Je m’adresse ici, comme citoyen profondément attaché à la justice, à la dignité humaine et à l’avenir de la Mauritanie, pour plaider en faveur de la libération de l’ancien président Mohamed Ould Abdelaziz.
Quelles que soient les accusations portées à son encontre, il serait injuste de passer sous silence le rôle déterminant qu’il a joué dans le développement de notre pays au cours de la dernière décennie. Sous sa présidence, la Mauritanie a connu des progrès remarquables, notamment dans le domaine des infrastructures, transformant durablement le paysage national. Il s’est également employé, avec constance et ambition, à renforcer la visibilité de notre nation sur la scène régionale et internationale, redonnant à la Mauritanie une voix plus affirmée.
Cela dit, ses mandats n’ont pas été exempts de dérives graves. Deux événements, en particulier, ont profondément marqué la conscience nationale : l’opération d’enrôlement des populations, qui a privé de nombreux citoyens de leur droit fondamental à l’identité, et l’assassinat du jeune Lamine Mangane à Maghama, abattu par les forces de l’ordre lors d’une manifestation pacifique contre cet enrollement. Ces faits ont laissé des blessures durables dans la mémoire collective et ont sérieusement entamé la confiance entre l’État et une partie de la population.

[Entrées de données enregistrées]
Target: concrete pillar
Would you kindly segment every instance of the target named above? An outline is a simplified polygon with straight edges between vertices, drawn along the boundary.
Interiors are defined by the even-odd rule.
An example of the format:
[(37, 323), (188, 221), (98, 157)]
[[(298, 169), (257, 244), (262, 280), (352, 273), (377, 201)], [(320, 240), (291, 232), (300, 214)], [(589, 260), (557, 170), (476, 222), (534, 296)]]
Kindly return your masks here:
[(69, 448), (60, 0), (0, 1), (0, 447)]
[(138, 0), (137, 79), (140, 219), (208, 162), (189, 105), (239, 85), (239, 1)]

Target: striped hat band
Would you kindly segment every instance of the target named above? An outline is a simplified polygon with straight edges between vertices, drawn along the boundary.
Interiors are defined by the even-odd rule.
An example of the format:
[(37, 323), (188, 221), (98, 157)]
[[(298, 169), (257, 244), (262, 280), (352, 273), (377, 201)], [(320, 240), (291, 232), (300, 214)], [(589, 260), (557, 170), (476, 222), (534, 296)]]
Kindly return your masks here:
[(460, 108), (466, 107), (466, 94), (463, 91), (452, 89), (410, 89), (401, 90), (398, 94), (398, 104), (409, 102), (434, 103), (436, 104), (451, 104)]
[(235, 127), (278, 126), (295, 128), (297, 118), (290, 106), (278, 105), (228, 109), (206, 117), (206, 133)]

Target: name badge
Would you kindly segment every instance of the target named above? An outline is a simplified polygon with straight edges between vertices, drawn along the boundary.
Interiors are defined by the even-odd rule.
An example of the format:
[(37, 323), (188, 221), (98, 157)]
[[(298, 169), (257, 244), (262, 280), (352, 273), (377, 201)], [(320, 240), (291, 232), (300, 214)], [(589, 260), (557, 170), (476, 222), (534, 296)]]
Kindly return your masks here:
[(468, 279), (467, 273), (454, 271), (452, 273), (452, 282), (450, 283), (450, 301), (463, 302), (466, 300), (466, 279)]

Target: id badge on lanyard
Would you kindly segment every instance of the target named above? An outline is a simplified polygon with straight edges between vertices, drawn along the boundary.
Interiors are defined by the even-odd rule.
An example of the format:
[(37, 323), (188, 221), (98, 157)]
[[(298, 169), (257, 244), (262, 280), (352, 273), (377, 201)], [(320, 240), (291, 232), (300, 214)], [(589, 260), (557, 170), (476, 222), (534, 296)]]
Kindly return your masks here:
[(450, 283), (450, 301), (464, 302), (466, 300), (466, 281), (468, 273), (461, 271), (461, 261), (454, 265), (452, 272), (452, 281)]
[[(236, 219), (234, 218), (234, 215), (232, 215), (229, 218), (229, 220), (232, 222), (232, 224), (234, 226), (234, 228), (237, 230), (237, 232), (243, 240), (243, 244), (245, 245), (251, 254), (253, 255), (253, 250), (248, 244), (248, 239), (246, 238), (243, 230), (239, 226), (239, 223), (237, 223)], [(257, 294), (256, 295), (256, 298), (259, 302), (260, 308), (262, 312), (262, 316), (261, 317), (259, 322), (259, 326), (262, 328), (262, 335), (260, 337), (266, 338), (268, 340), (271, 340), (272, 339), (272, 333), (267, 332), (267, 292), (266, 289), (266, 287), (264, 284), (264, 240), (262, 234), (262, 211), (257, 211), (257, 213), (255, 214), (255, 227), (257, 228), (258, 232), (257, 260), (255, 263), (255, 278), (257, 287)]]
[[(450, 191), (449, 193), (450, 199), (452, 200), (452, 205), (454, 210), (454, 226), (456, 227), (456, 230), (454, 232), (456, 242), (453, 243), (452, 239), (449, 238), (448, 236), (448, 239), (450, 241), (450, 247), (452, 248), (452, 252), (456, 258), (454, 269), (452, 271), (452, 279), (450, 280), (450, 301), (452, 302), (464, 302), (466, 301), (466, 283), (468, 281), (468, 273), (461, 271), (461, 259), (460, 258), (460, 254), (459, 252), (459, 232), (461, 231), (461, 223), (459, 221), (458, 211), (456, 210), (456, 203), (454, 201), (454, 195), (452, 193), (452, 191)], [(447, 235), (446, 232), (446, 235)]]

> [CONSIGNE]
Répondez à ces questions d'après le plaidoyer en faveur de Mohamed Ould Abdelaziz.
(a) Dans quel domaine la Mauritanie a-t-elle connu des progrès remarquables sous sa présidence ?
(b) De quel droit l'opération d'enrôlement a-t-elle privé de nombreux citoyens ?
(c) Dans quelle localité le jeune Lamine Mangane a-t-il été abattu ?

> [RÉPONSE]
(a) Dans le domaine des infrastructures.
(b) De leur droit fondamental à l'identité.
(c) À Maghama.